• [Enunciado da tarefa A]
Indique se cada afirmação abaixo está de acordo com o texto sobre o desemprego de jovens e a queda de Ben Ali. Responda sim ou não e cite entre aspas as palavras do texto que decidem a questão.
(i) O rapaz que jogou fogo ao corpo morreu no dia 14 de janeiro.
(ii) O Brasil fechou seu melhor ano com uma taxa média de 14,9% de desemprego entre 18 a 24 anos.
(iii) Desde o início, o Ocidente acompanhou com grande atenção o que acontecia na Tunísia.
• [Enunciado da tarefa B] Com base no texto sobre o desemprego de jovens e a queda de Ben Ali, explique em até três frases por que todos passaram a prestar atenção quando a fúria chegou ao Cairo.
• [Enunciado da tarefa C] Dê continuidade ao texto sobre o desemprego de jovens e a queda de Ben Ali, começando logo após a última frase apresentada.

• [Trecho fornecido]
((
Jovens com sonhos não realizados, prisioneiros de situações tirânicas - das pequenas ou grandes autoridades - e que se sentem num beco sem saída podem habitar qualquer país, em qualquer dos mundos do mundo, em qualquer religião ou cultura. Ele pareceu o retrato no espelho para jovens de vários outros países no Norte da África.

Hoje, o fenômeno do desemprego de jovens é mundial: ocorre em países ricos como Estados Unidos, Espanha. Em países emergentes que crescem. É problema urgente. Numa democracia como o Brasil, deve estar no topo da agenda. As empresas falam em pleno emprego, e o Brasil fechou seu melhor ano com uma taxa média de 14,9% de desemprego entre 18 a 24 anos.

A ditadura de Ben Ali demorou a cair mais do que nos damos conta. O rapaz jogou fogo ao corpo em dezembro, morreu no dia 4 de janeiro, e o presidente fugiu no dia 14. Mas enquanto foi a Tunísia, o Ocidente olhou apenas com curiosidade. Quando a fúria chegou ao Cairo, capital do país que sempre foi considerado uma peça central no xadrez da parte mais complicada do mundo, todos viram.

Foi quando tantos se deram conta da nossa piramidal ignorância sobre os fenômenos do mundo árabe e muçulmano. No primeiro momento, algumas análises apontavam o Egito como a véspera do Irã de 1978, sem ver todas as inúmeras matizes que existem no Oriente. Vários dias de noticiário intenso, de surpresas, e de consultas a quem entende ou acompanha de perto ajudaram a vislumbrar algumas nuances.
))
• [Dados extraídos]
((
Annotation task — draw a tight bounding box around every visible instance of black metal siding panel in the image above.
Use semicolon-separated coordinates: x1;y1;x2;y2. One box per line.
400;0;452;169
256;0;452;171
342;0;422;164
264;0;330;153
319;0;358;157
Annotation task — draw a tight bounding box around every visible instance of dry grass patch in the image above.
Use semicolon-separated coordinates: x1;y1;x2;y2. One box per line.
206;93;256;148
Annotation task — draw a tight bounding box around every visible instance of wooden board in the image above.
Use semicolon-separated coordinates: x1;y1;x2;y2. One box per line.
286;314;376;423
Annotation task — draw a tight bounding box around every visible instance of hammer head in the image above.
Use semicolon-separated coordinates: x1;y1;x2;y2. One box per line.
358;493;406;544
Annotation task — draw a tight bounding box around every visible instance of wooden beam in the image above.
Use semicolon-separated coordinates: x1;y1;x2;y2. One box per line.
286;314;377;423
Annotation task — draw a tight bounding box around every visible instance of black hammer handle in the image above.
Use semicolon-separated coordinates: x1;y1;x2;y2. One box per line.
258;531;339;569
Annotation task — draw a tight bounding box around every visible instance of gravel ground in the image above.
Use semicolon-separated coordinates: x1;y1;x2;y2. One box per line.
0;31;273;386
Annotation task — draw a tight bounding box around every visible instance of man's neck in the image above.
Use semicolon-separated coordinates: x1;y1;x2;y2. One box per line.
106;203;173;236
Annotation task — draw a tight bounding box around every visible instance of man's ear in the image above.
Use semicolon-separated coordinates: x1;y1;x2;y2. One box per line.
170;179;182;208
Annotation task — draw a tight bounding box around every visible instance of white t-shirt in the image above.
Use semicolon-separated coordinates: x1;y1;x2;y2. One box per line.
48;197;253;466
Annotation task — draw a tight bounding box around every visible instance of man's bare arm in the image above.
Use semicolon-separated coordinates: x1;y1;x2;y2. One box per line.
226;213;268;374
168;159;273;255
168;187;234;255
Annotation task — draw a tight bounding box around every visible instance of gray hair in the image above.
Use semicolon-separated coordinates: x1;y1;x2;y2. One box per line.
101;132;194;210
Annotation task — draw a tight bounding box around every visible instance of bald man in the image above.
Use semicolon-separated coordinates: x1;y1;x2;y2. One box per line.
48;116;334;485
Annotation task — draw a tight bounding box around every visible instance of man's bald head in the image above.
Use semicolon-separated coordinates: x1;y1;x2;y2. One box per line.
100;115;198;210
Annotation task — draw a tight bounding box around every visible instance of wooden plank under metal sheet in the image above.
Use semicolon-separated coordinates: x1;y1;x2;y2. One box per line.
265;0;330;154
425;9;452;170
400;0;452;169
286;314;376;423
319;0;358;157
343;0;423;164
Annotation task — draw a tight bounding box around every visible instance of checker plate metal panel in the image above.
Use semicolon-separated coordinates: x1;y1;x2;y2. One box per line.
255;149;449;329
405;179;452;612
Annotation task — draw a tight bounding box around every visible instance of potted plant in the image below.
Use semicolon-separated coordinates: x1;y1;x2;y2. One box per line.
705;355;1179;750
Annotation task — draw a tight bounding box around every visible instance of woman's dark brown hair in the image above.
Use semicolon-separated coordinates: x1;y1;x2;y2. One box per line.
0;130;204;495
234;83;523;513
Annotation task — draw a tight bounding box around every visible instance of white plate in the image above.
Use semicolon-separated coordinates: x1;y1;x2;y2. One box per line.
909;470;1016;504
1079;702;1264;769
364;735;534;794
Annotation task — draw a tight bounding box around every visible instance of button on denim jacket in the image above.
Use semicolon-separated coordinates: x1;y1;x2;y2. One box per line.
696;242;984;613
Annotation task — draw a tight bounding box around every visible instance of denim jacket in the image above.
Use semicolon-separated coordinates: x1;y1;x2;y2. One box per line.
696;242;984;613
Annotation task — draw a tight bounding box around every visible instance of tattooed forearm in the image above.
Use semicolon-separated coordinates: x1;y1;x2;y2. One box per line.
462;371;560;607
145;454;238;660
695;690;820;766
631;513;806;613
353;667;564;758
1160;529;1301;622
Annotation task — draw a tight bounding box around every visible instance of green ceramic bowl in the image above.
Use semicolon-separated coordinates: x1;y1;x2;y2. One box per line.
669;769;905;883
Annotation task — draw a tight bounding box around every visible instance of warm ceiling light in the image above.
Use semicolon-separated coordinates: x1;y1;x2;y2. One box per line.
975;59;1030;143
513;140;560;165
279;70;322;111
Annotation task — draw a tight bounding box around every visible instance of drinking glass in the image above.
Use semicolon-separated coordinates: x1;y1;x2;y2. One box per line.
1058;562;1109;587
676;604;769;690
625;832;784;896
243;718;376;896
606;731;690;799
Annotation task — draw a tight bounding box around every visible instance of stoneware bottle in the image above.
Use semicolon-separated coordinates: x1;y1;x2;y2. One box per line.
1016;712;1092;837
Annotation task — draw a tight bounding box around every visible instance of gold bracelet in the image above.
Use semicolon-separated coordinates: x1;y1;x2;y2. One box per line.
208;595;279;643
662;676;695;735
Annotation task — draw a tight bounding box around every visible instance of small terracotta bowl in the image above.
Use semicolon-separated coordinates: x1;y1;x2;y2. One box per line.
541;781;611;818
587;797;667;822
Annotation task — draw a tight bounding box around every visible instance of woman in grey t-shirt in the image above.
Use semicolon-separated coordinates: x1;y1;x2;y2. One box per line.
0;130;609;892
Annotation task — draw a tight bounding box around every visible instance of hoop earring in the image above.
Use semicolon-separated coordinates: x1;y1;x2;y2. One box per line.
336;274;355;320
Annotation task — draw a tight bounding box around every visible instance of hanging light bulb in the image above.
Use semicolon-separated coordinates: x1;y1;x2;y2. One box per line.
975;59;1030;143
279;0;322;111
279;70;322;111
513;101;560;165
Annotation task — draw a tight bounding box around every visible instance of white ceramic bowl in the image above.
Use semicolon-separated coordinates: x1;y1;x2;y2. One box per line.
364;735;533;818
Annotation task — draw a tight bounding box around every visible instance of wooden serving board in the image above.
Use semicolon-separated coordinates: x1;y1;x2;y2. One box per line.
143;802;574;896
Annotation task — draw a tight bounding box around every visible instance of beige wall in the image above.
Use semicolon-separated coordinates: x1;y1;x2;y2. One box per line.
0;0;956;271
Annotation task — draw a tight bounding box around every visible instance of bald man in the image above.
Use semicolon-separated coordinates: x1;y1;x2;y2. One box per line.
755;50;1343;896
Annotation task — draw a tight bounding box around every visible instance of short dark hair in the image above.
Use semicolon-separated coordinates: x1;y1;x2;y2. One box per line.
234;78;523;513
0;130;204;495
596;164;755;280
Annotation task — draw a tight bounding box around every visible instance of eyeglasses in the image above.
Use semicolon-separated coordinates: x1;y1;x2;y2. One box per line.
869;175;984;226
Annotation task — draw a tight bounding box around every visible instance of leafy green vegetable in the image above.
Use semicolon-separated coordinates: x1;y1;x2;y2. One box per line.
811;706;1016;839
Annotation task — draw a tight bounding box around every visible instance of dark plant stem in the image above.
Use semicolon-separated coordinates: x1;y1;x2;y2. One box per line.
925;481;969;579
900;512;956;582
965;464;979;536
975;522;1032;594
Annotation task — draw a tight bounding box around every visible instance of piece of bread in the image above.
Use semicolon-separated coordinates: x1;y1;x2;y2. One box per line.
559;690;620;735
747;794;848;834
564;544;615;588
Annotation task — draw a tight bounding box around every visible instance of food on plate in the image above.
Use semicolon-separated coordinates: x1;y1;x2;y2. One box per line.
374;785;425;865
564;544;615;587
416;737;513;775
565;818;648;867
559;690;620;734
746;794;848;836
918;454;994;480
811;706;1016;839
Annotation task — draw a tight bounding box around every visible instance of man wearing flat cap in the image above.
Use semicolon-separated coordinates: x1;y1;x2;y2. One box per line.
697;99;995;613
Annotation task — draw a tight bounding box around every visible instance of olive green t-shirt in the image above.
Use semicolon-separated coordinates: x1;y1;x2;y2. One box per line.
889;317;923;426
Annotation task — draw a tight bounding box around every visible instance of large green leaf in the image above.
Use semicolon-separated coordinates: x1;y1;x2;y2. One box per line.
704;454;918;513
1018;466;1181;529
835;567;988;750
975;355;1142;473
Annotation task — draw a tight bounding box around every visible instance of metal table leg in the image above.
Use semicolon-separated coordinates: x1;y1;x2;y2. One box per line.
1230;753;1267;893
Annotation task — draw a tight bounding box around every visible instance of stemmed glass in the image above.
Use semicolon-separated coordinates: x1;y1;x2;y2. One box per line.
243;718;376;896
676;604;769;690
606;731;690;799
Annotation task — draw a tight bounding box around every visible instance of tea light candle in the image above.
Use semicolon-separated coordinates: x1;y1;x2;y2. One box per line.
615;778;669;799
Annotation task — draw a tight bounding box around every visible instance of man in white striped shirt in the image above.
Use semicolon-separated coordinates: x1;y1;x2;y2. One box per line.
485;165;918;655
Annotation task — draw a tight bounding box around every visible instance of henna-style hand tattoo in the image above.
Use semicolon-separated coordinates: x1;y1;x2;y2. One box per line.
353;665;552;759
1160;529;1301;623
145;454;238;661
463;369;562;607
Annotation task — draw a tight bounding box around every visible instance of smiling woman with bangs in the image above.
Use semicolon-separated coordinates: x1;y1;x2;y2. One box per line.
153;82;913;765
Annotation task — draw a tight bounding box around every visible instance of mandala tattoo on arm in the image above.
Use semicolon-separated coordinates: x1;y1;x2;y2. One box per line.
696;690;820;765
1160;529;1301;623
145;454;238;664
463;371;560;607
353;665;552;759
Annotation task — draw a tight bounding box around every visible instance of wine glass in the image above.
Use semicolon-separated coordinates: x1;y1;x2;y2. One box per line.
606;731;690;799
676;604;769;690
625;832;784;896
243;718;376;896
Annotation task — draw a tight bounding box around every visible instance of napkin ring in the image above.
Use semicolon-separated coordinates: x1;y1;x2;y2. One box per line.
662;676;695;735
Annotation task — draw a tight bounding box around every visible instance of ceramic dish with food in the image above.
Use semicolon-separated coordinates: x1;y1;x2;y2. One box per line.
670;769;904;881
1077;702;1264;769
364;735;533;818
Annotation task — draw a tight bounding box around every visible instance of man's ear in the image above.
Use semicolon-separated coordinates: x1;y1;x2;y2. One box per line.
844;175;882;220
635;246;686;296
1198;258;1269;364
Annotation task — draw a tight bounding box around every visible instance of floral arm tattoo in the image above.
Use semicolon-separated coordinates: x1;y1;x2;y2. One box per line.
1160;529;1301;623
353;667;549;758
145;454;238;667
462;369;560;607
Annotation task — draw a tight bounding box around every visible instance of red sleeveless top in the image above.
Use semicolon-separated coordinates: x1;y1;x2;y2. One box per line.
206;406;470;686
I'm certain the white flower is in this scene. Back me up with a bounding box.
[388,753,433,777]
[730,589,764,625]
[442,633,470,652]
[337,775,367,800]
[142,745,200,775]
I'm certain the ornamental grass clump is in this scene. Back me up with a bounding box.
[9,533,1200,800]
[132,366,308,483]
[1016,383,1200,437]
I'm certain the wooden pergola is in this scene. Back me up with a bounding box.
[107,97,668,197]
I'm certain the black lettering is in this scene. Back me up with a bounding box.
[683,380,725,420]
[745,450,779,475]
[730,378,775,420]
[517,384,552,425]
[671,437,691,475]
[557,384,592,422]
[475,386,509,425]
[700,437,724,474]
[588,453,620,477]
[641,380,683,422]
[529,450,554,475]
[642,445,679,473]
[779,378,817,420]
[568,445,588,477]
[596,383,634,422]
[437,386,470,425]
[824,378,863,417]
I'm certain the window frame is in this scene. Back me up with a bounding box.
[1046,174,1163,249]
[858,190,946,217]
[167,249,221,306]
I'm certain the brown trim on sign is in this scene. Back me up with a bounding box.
))
• [Resposta da tarefa A]
(i) Não: "morreu no dia 4 de janeiro, e o presidente fugiu no dia 14".
(ii) Sim: "o Brasil fechou seu melhor ano com uma taxa média de 14,9% de desemprego entre 18 a 24 anos".
(iii) Não: "enquanto foi a Tunísia, o Ocidente olhou apenas com curiosidade".

• [Resposta da tarefa B] Todos prestaram atenção porque o Cairo é a capital de um país que sempre foi considerado uma peça central no xadrez da parte mais complicada do mundo. Enquanto os acontecimentos se limitaram à Tunísia, o Ocidente olhou apenas com curiosidade.

• [Resposta da tarefa C]
A fúria dos manifestantes armados pelo estado policial comandado durante 30 anos por Hosni Mubarak abateu-se com a mesma intensidade sobre a CNN e a Al Jazeera, que se apresenta como "uma visão alternativa", e que, a propósito, não é transmitida nos Estados Unidos, apesar de ser vista pela internet. A TV iraniana em inglês, a PressTV, que se propõe a ser uma alternativa persa no mundo islâmico, também transmitia as mesmas imagens, frequentemente com as mesmas avaliações dos fatos. A diferença era o destaque à interpretação do Aiatolá Ali Khamenei, líder supremo do Irã, de que o que está acontecendo da Tunísia ao Egito é o eco das vozes da revolução islâmica iraniana.

Se John McCain, Barack Obama e Ali Khamenei fazem declarações a favor dos mesmos manifestantes, alguém não está entendendo direito o que está acontecendo. A esperança é que seja o Aiatolá, por uma boa razão: um dos elementos da rebelião é sem dúvida a luta contra tiranias; nisso se parece com a revolução verde que pôs tantos iranianos na rua de Teerã, em 2009, e que produziu uma avassaladora repressão. As cenas dos jovens iranianos na rua - e até da morte da jovem Neda - foram imediatamente postadas pelas redes sociais. Esse é outro fenômeno inteiramente novo do qual se sabe pouco. Duas coisas já podem ser ditas sobre as novas tecnologias de comunicação: elas não criam explosões sociais, mas aumentam a velocidade do fenômeno do contágio; elas são a forma de contornar a censura imposta pelas ditaduras mas podem ser usadas para disseminar mensagens falsas que interessam ao poder tirânico. Mostraram o que Mubarak não queria que fosse visto; mas o governo de Mubarack obrigou empresas ocidentais a divulgaram mensagens de apoio a ele.

Num mundo já complicado, há outra peça do xadrez. O preço da alimentação que consome 40% do orçamento da classe média egípcia e deixa desamparada a vasta pobreza do país pode subir ainda mais por causa dos fenômenos climáticos extremos e constantes em vários países produtores.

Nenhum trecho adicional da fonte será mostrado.